◆ **REQUIRED ACTION**:
Nothing in the records may be dropped. Retype them all exactly.

◆ **DATA FOR THIS EXERCISE**:
■ ■ ■ ■ ■
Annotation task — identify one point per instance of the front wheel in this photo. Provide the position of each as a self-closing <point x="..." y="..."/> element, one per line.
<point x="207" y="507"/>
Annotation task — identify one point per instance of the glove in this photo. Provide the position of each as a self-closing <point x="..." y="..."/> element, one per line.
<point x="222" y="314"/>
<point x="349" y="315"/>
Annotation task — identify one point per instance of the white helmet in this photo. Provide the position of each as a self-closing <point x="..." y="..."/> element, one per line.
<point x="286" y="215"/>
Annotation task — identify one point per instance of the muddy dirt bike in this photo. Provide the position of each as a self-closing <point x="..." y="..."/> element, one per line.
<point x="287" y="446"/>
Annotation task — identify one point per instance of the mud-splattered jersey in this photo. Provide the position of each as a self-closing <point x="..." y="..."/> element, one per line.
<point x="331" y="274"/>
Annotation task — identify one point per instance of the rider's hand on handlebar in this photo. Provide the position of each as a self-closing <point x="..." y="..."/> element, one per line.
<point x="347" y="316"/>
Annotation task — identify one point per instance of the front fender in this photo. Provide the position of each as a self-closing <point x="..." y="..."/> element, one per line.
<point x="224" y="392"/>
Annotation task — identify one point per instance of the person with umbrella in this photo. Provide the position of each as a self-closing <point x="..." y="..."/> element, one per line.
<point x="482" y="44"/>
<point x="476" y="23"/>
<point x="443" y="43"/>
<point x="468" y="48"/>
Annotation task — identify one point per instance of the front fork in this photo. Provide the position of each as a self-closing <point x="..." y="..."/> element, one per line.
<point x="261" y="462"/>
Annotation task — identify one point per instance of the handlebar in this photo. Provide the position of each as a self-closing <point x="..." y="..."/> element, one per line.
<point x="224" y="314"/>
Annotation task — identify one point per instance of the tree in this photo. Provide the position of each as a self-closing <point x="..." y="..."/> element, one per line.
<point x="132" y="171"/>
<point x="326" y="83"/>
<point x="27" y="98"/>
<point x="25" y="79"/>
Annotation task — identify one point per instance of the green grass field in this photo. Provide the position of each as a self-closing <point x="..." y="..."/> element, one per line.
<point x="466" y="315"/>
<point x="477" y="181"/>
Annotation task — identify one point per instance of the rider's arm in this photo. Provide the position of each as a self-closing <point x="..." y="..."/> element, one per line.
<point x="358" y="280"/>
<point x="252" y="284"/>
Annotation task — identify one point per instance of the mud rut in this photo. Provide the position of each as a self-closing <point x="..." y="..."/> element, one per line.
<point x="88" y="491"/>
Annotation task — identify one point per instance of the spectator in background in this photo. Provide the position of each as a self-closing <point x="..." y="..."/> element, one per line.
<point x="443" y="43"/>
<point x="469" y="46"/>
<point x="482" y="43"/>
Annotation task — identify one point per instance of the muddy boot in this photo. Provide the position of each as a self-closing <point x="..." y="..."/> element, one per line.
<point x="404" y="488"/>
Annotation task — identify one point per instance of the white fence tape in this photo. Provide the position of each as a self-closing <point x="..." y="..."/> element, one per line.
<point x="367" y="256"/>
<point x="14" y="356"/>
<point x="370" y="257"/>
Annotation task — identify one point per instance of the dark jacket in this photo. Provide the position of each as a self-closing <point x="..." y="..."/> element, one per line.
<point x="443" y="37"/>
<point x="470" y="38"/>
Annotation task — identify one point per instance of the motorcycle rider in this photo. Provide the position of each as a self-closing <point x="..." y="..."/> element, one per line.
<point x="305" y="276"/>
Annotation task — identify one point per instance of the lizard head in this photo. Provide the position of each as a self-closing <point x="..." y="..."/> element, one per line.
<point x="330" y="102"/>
■ ■ ■ ■ ■
◆ **ANSWER SECTION**:
Annotation task — identify one point per instance of the front wheel in this photo. Provide the position of each as a self-closing <point x="..." y="..."/> element, one per line.
<point x="207" y="507"/>
Annotation task — identify one point per instance of the glove in this photo. Provide the position of each as a self-closing <point x="..." y="..."/> element, one per line.
<point x="222" y="314"/>
<point x="349" y="315"/>
Annotation task — identify one point per instance of the white helmet in this photo. Provide the position of each as a self-closing <point x="..." y="..."/> element, one per line.
<point x="286" y="215"/>
Annotation task — identify one point per instance of the muddy dirt bike in this photo. Provide the position of each as a self-closing <point x="..." y="..."/> element, one per line.
<point x="287" y="446"/>
Annotation task — identify one point per instance of the mud-splattered jersey in this photo. Provide the position of each as a self-closing <point x="..." y="..."/> element, one per line.
<point x="331" y="274"/>
Annotation task — identify one point per instance of the rider's hand on handlebar in this photo. Provide the position of each as a self-closing <point x="..." y="..."/> element, one per line.
<point x="347" y="316"/>
Annotation task — identify one point per instance of the front fender in this photo. Provide the position of each as a self-closing <point x="..." y="..."/> element, one per line.
<point x="224" y="392"/>
Annotation task — identify one point per instance of the person with umbrella in this photo. Provide the position of each as a self-closing <point x="..." y="..."/> element, one per line.
<point x="482" y="44"/>
<point x="476" y="23"/>
<point x="443" y="43"/>
<point x="468" y="48"/>
Annotation task — identify one point per instance of the front fork in this photo. Provide the position of each as a self-closing <point x="..." y="..."/> element, one per line.
<point x="261" y="462"/>
Annotation task — identify one point per instance of the handlebar in this photo. Provide the position of each as a self-closing <point x="..." y="..."/> element, one per line.
<point x="224" y="314"/>
Annotation task — identify one point per instance of the tree in this photo. Provide the position of each as a self-closing <point x="..." y="..."/> element, one per line.
<point x="132" y="171"/>
<point x="326" y="83"/>
<point x="27" y="98"/>
<point x="25" y="79"/>
Annotation task — identify one point per instance of the green grass field in this photo. Provide the position of each as a self-closing <point x="..." y="..."/> element, one per line.
<point x="466" y="315"/>
<point x="477" y="181"/>
Annotation task — identify one point per instance of the rider's arm in this photo. Provide the position of each as a self-closing <point x="..." y="..."/> element, one per line.
<point x="358" y="280"/>
<point x="252" y="284"/>
Annotation task — identify one point per instance of the mud rut in this photo. Provide the position of each as a self-closing <point x="..." y="..."/> element, one per line.
<point x="88" y="491"/>
Annotation task — identify one point per instance of the spectator in background in this photo. Provide the position of each as a self-closing <point x="..." y="..."/> element, one per line.
<point x="443" y="43"/>
<point x="469" y="46"/>
<point x="482" y="43"/>
Annotation task — identify one point per instance of the muddy boot in this photo. Provide the position of each as a self-closing <point x="..." y="..."/> element, one per line.
<point x="404" y="488"/>
Annotation task — identify one point per instance of the white fence tape in this photo. Provide the position of each as a self-closing <point x="..." y="..."/> element, one per line.
<point x="367" y="256"/>
<point x="14" y="356"/>
<point x="370" y="257"/>
Annotation task — identify one point per instance of the dark jacket in this photo. Provide the position of each as a self-closing <point x="..." y="..."/> element, one per line.
<point x="443" y="37"/>
<point x="470" y="38"/>
Annotation task — identify one point per instance of the motorcycle rider in this photo. Provide the position of each as a self-closing <point x="..." y="..."/> element, one per line.
<point x="305" y="276"/>
Annotation task — identify one point per instance of the lizard head in this photo. Provide the position of each as a self-closing <point x="..." y="..."/> element, one per line.
<point x="330" y="102"/>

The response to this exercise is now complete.